- _LISTED RECORDS_:
*** Begin section ***

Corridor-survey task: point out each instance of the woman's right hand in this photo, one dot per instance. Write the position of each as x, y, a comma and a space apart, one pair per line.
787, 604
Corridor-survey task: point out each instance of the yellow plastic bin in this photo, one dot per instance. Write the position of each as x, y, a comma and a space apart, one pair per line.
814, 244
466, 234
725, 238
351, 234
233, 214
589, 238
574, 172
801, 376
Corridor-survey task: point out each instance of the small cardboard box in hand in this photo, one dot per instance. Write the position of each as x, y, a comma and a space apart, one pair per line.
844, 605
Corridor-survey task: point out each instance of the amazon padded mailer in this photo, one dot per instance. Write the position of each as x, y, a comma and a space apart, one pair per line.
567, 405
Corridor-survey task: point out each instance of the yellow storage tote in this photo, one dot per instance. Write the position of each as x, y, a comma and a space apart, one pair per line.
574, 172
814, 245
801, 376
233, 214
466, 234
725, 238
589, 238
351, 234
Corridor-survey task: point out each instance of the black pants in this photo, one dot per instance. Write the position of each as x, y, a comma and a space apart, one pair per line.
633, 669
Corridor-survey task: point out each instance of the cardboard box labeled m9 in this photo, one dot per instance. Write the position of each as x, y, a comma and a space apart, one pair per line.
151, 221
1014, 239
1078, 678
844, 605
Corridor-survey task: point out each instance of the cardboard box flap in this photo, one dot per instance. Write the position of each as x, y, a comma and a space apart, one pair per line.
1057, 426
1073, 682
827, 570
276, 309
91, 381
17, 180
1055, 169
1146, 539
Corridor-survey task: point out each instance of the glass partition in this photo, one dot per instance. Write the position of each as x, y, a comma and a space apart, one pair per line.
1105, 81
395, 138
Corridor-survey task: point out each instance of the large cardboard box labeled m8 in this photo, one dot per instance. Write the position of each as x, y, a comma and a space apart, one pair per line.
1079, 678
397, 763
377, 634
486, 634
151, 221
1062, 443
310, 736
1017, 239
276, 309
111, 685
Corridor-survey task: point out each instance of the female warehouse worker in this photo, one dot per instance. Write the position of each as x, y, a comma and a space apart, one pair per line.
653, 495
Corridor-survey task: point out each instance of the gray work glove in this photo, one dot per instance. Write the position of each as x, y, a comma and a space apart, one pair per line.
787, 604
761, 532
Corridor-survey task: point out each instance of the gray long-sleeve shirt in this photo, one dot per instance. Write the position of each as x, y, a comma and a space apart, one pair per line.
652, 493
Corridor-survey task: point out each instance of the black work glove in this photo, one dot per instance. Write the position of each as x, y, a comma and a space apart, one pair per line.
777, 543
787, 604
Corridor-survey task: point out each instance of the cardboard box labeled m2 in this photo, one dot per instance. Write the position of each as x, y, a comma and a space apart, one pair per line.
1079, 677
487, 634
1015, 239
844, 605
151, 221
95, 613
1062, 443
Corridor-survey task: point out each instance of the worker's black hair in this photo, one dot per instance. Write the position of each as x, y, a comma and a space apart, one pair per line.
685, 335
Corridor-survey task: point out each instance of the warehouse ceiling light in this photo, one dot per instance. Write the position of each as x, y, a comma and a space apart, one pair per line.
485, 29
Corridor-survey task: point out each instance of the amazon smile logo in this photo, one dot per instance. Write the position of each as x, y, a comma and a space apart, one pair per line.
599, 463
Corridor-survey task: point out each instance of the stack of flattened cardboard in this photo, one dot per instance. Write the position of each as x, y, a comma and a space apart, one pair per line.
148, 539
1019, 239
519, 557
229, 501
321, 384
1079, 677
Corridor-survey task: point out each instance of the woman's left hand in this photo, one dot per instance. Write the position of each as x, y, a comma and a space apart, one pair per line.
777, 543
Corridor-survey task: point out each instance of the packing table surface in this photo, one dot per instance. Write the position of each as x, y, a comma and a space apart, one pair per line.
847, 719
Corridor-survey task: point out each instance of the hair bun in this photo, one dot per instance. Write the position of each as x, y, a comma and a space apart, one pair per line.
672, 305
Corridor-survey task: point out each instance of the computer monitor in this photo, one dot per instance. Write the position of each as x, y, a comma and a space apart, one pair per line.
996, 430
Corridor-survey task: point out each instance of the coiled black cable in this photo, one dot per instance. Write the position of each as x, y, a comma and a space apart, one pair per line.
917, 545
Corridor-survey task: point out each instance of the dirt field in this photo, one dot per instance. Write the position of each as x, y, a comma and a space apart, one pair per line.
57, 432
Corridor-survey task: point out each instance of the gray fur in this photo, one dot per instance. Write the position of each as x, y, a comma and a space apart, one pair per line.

*** End section ***

- _PROBLEM_: Give back every line of the data exactly.

- _ANSWER TO THIS TASK_:
Corridor-survey task: point out each instance of the woman's right hand in this photo, one dot per instance. Write the position of each as x, y, a comma and a space apart, one pair per line.
787, 604
Corridor-survey task: point out each instance of the yellow plastic bin in this photo, one dot per instance. Write the position of each as x, y, a comma and a space apart, one pair per line.
814, 244
466, 234
725, 238
351, 234
233, 214
589, 238
574, 172
801, 376
Corridor-survey task: point out each instance of the small cardboard box in hand in this photo, one dot per instance. Write the position of each as x, y, a comma and a space apart, one pair per line.
844, 605
Corridor-survey task: point out each instance of the amazon padded mailer in this photo, one dot per instance. Write the position of each as x, y, a comma and a space apart, one pair per line.
567, 405
Corridor-survey task: point out each instance of the yellow storage tote in this photo, one dot per instance. Write the position of each as x, y, a comma and a space apart, one pair per line.
574, 172
814, 245
801, 376
233, 214
466, 234
725, 238
589, 238
351, 234
Corridor-survey task: point out each instance of the black pants in this photo, one dot per instance. Write the position of each as x, y, a comma and a space apart, one pair per line.
633, 669
Corridor-survey task: point out each instance of the cardboard box labeled m9 in this photo, one dot per instance. Write the position of each as x, y, a comma and a space apart, one pair per line.
151, 221
1014, 239
1078, 678
844, 605
Corridor-survey task: point out each instance of the cardboard box flap in this photo, one dot per instance. Write the position of each as x, y, a comma and a space apart, one pair per line.
1057, 426
1073, 682
827, 570
276, 309
91, 381
17, 180
1055, 169
1146, 539
Corridor-survey task: point out each instance of the glass partition in this photo, one dot per instance. Write the position of each as x, y, a comma and a space apart, one pair per line.
1105, 81
395, 138
Corridor-survey task: point out each instance of the large cardboard box labeled m8 in this photo, one dot per instance. Write the position of each as x, y, a comma and a space apart, one pair per line.
1079, 678
397, 763
377, 634
486, 634
151, 221
1062, 443
310, 736
1017, 239
276, 309
111, 685
Corridor-survey task: point out each instance of the female warehouse worker in this photo, one dot per instance. Write the position of each as x, y, a comma and a space apart, one pair per line.
653, 495
Corridor-survey task: point out each instance of the gray work glove in this photo, one dot per instance. Write the position of each as x, y, a comma and a space apart, one pair per line.
787, 604
761, 532
Corridor-survey task: point out each instance of the gray long-sleeve shirt in this photo, one dot per instance. Write the position of each as x, y, a comma and a space apart, one pair per line.
652, 493
Corridor-survey task: point out each instance of the black work glove in this photo, one dot per instance. Write the position of each as x, y, a comma and a space apart, one pair per line.
777, 543
787, 604
Corridor-survey task: point out each instance of the cardboard box labeled m2 in this photo, one dot per instance. Write the position of each as x, y, a comma and a space apart, one pair per line.
1079, 677
487, 634
1015, 239
844, 605
151, 221
95, 613
1062, 443
Corridor-survey task: point out each instance of the worker's black hair in this photo, one dot per instance. Write the position of each as x, y, a comma and a space apart, one pair per line.
685, 335
Corridor-survey task: point out each instance of the warehouse ceiling light in this photo, one dot per instance. Write the position of each as x, y, a comma and a space apart, one pair per line.
485, 29
Corridor-survey task: point out each instance of the amazon smile logo in this photo, one dot per instance. Write the position of each as x, y, a comma and a space apart, one pair per line.
599, 463
Corridor-survey task: point out each instance of the stack of flattened cardboard in this photo, one dot per instance. Write the position of each as x, y, a comma and a space apart, one pair per line.
148, 539
1019, 239
519, 557
229, 501
321, 384
1079, 677
Corridor-survey task: point out each instance of the woman's left hand in this photo, one dot per instance. Write the position of each as x, y, a comma and a space apart, one pair per line.
777, 543
Corridor-survey task: point out each instance of the packing table surface in this photo, one dot per instance. Write the position of each as x, y, a comma and a space apart, one pair per line.
847, 719
Corridor-survey task: point out each instance of the hair bun in this photo, one dot per instance. Write the position of each as x, y, a comma and a space apart, one pair per line.
672, 305
Corridor-survey task: point out each instance of the computer monitor in this photo, one dot per instance. Write the position of each as x, y, a comma and a space apart, one pair per line.
996, 430
Corridor-survey task: point out each instance of the coiled black cable in this photo, one dot per instance. Write the position of each as x, y, a comma and a space apart, one pair per line.
917, 545
Corridor-survey task: point out each instance of the dirt field in this photo, one dot per instance. Write the position of each as x, y, a comma and a space apart, one pair per line.
57, 432
Corridor-survey task: point out each instance of the gray fur in this photo, one dot per instance. Write the position of each as x, y, a comma and a space apart, one pair per line.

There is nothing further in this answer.